→ **Supplied text**:
┄┄┄┄┄┄┄┄┄┄
What Is It?
Ketamine is a medication invented in the 1960’s as an anesthetic agent often used during invasive operations. In low doses, ketamine is used for chronic pain management and the treatment of depression.
What Does It Do?
Ketamine manages chronic pain by acting on a receptor of the central and peripheral nervous system called N-methyl-D-aspartate as an antagonist. NMDA promotes the amplification of nerve signals, central sensitization and opioid tolerance. By antagonizing the NMDA receptor, ketamine provides pain-relieving effects.
What Is It Used For?
Ketamine infusions can be used for patients with chronic pain that is not well-managed with commonly used pain medication or other noninvasive treatment options. Its analgesic effects have been shown in patients with CRPS, neuropathy (nerve pain), cancer pain, fibromyalgia, postherpetic (Shingles) neuralgia and diabetic neuropathy.
In a retrospective series study, conditions that effectively responded to the ketamine infusions were most commonly CRPS, refractory back pain and intractable headache. All of these chronic pain conditions experienced analgesic effects of the ketamine of varying durations. Half of the conditions received pain relief for 3 weeks.
In a study on cancer-related neuropathic pain, 7 out of 9 patients who received an oral dose of 0.5 mg/kg ketamine 3 times a day in addition to their already established morphine routine reported a decreased pain score greater than 3 points. 4 patients experienced nausea as a side effect, 2 a loss of appetite, and 8 sedation. The results demonstrate that in low doses, ketamine can be an effective treatment option for refractory neuropathic pain management in cancer patients.
A retrospective review of 33 patients with CRPS treated with a ketamine infusion, 76% of patients had complete pain relief and 18% had partial pain relief. For all 12 patients who received a second course of treatment, complete pain relief was achieved.
┄┄┄┄┄┄┄┄┄┄
→ **Stored data**:
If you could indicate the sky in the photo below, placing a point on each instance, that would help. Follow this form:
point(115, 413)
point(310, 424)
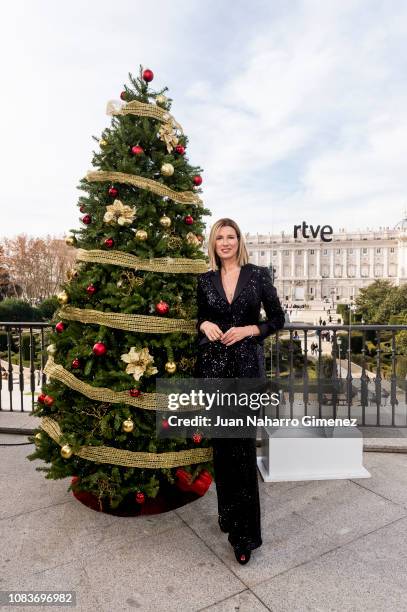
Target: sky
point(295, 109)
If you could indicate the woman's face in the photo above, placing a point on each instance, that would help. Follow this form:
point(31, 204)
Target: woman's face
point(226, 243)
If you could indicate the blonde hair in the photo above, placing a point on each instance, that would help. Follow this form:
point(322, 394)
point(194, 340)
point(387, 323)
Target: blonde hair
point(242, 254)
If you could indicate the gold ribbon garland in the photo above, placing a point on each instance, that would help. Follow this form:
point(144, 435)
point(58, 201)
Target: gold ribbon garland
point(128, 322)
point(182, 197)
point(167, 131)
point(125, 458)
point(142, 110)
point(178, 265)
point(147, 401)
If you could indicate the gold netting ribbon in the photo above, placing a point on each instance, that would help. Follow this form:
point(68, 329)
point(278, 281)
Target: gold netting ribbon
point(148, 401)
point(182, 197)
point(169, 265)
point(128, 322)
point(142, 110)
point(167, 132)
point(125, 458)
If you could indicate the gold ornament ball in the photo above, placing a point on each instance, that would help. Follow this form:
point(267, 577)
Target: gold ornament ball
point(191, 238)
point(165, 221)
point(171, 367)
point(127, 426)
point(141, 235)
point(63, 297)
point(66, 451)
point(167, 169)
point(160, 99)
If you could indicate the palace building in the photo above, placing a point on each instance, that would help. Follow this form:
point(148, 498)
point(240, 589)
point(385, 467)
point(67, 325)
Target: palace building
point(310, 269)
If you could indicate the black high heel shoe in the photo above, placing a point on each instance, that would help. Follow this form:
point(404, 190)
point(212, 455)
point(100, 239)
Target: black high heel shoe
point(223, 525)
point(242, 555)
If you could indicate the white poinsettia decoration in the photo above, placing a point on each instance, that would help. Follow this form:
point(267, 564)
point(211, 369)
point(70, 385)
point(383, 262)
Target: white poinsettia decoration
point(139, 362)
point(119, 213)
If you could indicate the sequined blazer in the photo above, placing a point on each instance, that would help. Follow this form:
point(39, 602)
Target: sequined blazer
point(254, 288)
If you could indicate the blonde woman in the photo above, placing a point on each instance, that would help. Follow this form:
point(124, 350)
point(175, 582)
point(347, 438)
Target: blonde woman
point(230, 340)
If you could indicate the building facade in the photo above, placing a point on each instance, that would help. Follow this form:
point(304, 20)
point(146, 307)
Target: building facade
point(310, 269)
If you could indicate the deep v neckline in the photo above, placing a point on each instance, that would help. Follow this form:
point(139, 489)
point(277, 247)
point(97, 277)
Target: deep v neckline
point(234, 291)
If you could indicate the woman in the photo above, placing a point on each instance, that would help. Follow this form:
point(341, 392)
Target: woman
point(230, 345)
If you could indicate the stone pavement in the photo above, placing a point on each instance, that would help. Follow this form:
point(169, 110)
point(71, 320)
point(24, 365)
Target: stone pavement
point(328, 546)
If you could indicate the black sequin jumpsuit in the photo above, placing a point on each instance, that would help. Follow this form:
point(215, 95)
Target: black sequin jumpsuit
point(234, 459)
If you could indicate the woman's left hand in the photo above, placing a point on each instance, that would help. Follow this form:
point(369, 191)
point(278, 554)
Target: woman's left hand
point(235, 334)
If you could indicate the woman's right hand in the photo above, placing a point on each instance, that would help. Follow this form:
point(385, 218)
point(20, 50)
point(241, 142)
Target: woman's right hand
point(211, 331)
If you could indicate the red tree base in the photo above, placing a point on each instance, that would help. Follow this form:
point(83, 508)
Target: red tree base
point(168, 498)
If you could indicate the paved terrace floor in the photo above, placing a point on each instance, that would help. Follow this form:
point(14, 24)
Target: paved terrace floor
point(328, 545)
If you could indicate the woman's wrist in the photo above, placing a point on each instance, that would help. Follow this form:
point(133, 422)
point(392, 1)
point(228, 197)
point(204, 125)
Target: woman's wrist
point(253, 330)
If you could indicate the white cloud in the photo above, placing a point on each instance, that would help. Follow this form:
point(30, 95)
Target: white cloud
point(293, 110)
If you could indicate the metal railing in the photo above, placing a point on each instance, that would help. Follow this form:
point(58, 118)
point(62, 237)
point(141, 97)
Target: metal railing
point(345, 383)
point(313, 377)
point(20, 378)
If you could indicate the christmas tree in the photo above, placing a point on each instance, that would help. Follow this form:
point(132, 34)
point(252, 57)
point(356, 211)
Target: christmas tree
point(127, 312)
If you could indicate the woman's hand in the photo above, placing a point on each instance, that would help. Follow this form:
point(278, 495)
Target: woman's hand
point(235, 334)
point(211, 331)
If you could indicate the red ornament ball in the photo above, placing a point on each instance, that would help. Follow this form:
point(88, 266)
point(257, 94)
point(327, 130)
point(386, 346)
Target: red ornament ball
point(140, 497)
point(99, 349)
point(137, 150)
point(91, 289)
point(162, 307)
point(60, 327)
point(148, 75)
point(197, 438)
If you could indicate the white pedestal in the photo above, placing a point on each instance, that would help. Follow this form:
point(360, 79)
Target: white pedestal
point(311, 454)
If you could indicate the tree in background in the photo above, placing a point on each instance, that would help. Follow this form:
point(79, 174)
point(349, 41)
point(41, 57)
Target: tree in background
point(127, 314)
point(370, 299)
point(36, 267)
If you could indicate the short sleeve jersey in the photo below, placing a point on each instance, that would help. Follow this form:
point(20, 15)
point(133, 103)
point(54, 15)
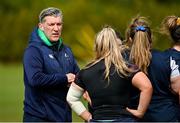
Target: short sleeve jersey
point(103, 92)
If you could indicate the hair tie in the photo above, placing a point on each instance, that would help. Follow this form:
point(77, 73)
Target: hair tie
┄┄┄┄┄┄┄┄┄┄
→ **The task**: Copy out the ketamine text word for word, from its opening heading to its last sentence.

→ **Solution to the exercise**:
What Is It?
Ketamine is a medication invented in the 1960’s as an anesthetic agent often used during invasive operations. In low doses, ketamine is used for chronic pain management and the treatment of depression.
What Does It Do?
Ketamine manages chronic pain by acting on a receptor of the central and peripheral nervous system called N-methyl-D-aspartate as an antagonist. NMDA promotes the amplification of nerve signals, central sensitization and opioid tolerance. By antagonizing the NMDA receptor, ketamine provides pain-relieving effects.
What Is It Used For?
Ketamine infusions can be used for patients with chronic pain that is not well-managed with commonly used pain medication or other noninvasive treatment options. Its analgesic effects have been shown in patients with CRPS, neuropathy (nerve pain), cancer pain, fibromyalgia, postherpetic (Shingles) neuralgia and diabetic neuropathy.
In a retrospective series study, conditions that effectively responded to the ketamine infusions were most commonly CRPS, refractory back pain and intractable headache. All of these chronic pain conditions experienced analgesic effects of the ketamine of varying durations. Half of the conditions received pain relief for 3 weeks.
In a study on cancer-related neuropathic pain, 7 out of 9 patients who received an oral dose of 0.5 mg/kg ketamine 3 times a day in addition to their already established morphine routine reported a decreased pain score greater than 3 points. 4 patients experienced nausea as a side effect, 2 a loss of appetite, and 8 sedation. The results demonstrate that in low doses, ketamine can be an effective treatment option for refractory neuropathic pain management in cancer patients.
A retrospective review of 33 patients with CRPS treated with a ketamine infusion, 76% of patients had complete pain relief and 18% had partial pain relief. For all 12 patients who received a second course of treatment, complete pain relief was achieved.